PERMINTAAN TERTULIS:
Tukar setiap "marker" dengan "pin" di seluruh catatan berikut, lalu tulis ulang baris-barisnya tanpa perubahan lain.

═══ DATA YANG DITAMPILKAN ═══

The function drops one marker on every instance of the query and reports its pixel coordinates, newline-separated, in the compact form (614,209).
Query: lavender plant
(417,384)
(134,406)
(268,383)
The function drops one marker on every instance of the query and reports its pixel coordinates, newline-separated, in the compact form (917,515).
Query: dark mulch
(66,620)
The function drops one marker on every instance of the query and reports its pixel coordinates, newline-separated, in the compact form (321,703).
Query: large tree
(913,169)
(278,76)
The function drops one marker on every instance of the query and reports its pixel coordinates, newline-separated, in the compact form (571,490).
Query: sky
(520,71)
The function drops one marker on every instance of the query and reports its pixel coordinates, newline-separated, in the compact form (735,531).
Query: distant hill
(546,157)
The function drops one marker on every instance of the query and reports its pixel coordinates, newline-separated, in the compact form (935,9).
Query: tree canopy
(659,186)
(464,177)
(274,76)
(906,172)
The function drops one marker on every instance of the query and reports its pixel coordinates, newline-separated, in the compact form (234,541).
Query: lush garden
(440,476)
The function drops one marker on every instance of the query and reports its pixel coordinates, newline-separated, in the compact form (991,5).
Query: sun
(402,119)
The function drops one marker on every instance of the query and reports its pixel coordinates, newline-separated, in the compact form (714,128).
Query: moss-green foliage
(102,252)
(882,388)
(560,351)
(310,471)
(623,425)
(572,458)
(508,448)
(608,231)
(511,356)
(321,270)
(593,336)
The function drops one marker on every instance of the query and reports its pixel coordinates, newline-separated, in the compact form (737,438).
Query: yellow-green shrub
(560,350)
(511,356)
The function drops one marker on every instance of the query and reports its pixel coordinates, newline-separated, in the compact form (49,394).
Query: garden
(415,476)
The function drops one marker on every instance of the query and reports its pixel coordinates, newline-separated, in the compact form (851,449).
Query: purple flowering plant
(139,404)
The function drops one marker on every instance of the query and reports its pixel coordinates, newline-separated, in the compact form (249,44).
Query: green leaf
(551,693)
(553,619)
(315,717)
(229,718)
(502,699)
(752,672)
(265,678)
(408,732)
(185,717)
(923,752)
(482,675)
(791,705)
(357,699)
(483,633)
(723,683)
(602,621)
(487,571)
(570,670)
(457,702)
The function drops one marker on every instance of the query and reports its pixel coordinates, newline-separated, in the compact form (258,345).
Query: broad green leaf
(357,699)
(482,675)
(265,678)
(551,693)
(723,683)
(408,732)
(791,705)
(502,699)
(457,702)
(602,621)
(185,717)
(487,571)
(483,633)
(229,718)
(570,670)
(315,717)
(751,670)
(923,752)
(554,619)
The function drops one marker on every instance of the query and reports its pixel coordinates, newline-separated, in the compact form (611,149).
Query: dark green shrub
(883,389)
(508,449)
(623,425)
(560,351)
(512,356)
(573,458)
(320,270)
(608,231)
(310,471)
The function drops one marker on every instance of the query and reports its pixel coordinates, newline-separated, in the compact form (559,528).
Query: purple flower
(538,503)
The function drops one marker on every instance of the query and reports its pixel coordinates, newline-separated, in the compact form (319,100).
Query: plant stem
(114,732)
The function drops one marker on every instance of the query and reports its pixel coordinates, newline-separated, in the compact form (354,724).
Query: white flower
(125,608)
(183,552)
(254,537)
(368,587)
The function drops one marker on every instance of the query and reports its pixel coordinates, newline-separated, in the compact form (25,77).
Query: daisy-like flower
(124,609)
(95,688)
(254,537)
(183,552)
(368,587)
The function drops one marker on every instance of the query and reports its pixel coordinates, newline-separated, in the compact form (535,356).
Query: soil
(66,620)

═══

JAWABAN LATIHAN:
The function drops one pin on every instance of the query and reports its pixel coordinates, newline-separated, in the compact form (614,209).
Query: lavender plant
(417,384)
(134,406)
(268,383)
The function drops one pin on every instance of the query and reports its pixel coordinates, newline-separated, in the compact form (917,515).
Query: dark mulch
(66,620)
The function drops one pin on every instance of the query and reports its pixel coordinates, newline-separated, in the compact form (321,703).
Query: large tree
(913,169)
(278,76)
The function drops one pin on every instance of the query and reports its pixel coordinates, newline-separated, in the compact form (571,490).
Query: sky
(520,71)
The function drops one pin on every instance of the query and reports its pixel coordinates, newline-separated, in the compact form (735,531).
Query: distant hill
(546,157)
The function drops one pin on every instance of the query and reports its pixel coordinates, newline-separated, in the compact form (935,9).
Query: tree canopy
(659,186)
(464,177)
(274,76)
(906,172)
The function drops one pin on every instance of the query and reports its pixel coordinates, newline-separated, in the compact form (234,541).
Query: lush garden
(440,476)
The function drops one pin on every instance of the query and reports its pixel coordinates, newline-separated, in the compact form (991,5).
Query: sun
(402,119)
The function drops one pin on every instance of the query and reports its pixel coordinates, newline-separated, in the compact form (714,128).
Query: moss-green foliage
(102,252)
(882,388)
(560,351)
(310,471)
(623,425)
(572,458)
(508,448)
(608,231)
(511,356)
(321,270)
(593,336)
The function drops one pin on every instance of the query and reports its pixel coordinates, newline-separated, in the compact form (737,438).
Query: yellow-green shrub
(560,350)
(511,356)
The function drops one pin on every instance of the query and reports its pixel coordinates, newline-separated, in the compact form (49,394).
Query: garden
(415,476)
The function drops one pin on every instance of the query and reports its pixel coordinates, newline-separated, in the compact form (851,449).
Query: purple flowering plant
(139,404)
The function drops one pin on every instance of the query and reports its pixel coordinates, newline-separated, in the compact form (249,44).
Query: green leaf
(551,693)
(553,619)
(315,717)
(229,718)
(502,699)
(752,672)
(265,678)
(408,732)
(185,717)
(923,752)
(482,675)
(791,705)
(357,699)
(483,633)
(723,683)
(602,621)
(487,571)
(570,670)
(457,702)
The function drops one pin on every instance of the query and reports its pixel coordinates, newline-separated, in the compact form (258,345).
Query: broad green leaf
(357,699)
(482,675)
(265,678)
(551,693)
(723,683)
(408,732)
(791,705)
(502,699)
(457,702)
(602,621)
(185,717)
(487,571)
(483,633)
(229,718)
(570,670)
(315,717)
(751,670)
(923,752)
(554,619)
The function drops one pin on every instance of the query and reports its pixel coordinates, newline-separated, in the compact form (611,149).
Query: dark green shrub
(883,389)
(508,449)
(623,425)
(560,351)
(512,356)
(573,458)
(320,270)
(608,231)
(310,471)
The function drops one pin on every instance of the query and reports its pixel coordinates, newline-separated, in the compact form (559,528).
Query: purple flower
(538,503)
The function drops one pin on every instance of the query and reports its pixel coordinates, newline-separated, in the compact form (319,100).
Query: plant stem
(114,732)
The function drops one pin on every instance of the query and reports its pixel coordinates, newline-separated, in the compact form (354,724).
Query: white flower
(125,608)
(183,552)
(254,537)
(368,587)
The function drops one pin on every instance of the query and reports its pixel coordinates, newline-separated, in the compact form (25,77).
Query: daisy-like flower
(124,609)
(95,688)
(254,537)
(183,552)
(368,587)
The function drops one pin on every instance of the query and reports its pixel coordinates, newline-separated, in the compact form (535,356).
Query: soil
(66,620)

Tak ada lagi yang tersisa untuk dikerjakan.